## DATASET:

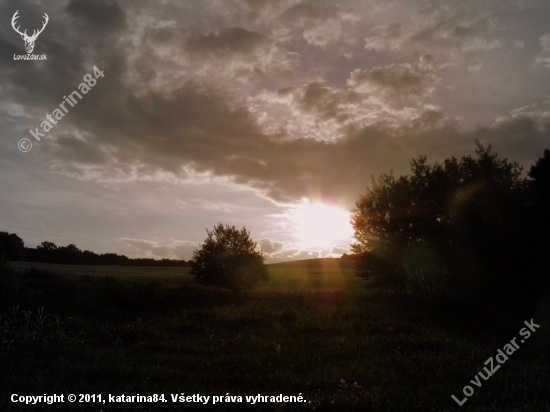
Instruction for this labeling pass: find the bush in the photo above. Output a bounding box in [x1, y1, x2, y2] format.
[190, 223, 269, 292]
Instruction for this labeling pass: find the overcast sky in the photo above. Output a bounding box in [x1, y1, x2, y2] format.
[0, 0, 550, 261]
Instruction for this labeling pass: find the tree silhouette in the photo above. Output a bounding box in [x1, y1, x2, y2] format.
[352, 141, 527, 300]
[190, 223, 269, 292]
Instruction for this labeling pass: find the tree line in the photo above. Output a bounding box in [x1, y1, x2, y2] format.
[351, 141, 550, 299]
[0, 237, 189, 267]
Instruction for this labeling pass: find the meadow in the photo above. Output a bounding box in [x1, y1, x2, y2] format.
[0, 259, 550, 411]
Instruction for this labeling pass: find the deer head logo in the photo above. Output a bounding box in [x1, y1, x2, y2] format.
[11, 10, 50, 54]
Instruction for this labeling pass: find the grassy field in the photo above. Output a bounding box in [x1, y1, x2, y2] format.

## WHAT IS ASKED:
Rewrite the part of the listing above that begins with the line containing "Instruction for this labeling pass: find the tree line" and ends with the line containing "[0, 237, 189, 267]" as a JSON list of strings, one string per line. Include both of those lines and leave out any blank lines.

## OUTPUT BELOW:
[
  "Instruction for this labeling pass: find the tree line in the photo above. Output a bounding box in [x1, y1, x2, y2] format.",
  "[351, 141, 550, 299]",
  "[0, 237, 189, 267]"
]